:: WORK ITEM ::
Go through the listing and return every line with "below" in it.

:: DATA EXTRACT ::
==========

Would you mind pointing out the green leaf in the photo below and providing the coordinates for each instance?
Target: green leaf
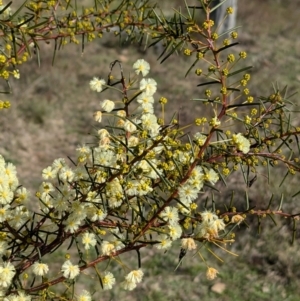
(209, 83)
(238, 71)
(227, 46)
(193, 65)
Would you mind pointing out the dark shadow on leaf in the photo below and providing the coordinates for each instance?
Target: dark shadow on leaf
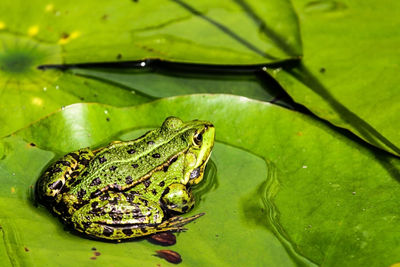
(304, 75)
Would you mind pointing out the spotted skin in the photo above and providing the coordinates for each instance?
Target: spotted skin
(131, 189)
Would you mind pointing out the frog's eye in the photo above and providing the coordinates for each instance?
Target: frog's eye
(197, 139)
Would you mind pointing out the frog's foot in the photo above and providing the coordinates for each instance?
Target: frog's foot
(175, 223)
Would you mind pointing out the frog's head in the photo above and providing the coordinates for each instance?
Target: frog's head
(199, 136)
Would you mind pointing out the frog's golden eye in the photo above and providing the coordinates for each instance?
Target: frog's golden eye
(197, 139)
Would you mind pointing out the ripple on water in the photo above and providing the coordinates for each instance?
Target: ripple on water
(321, 6)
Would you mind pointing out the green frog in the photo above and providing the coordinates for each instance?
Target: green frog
(133, 188)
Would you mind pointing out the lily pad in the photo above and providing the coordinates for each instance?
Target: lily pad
(349, 74)
(35, 33)
(292, 191)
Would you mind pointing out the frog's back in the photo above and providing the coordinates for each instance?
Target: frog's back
(123, 165)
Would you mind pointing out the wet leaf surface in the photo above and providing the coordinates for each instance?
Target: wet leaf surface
(292, 192)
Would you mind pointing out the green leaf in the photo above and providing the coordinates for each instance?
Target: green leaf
(350, 67)
(160, 83)
(59, 32)
(285, 192)
(212, 32)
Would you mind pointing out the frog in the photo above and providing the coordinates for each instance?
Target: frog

==========

:: RESULT FOR THIS EXERCISE ::
Would you mind pointing out the green leaf in the photo below and providing the coordinates for each instance?
Would you mind pointing out the dark shadow on leaf in the photo below and providing the coordinates for each instance?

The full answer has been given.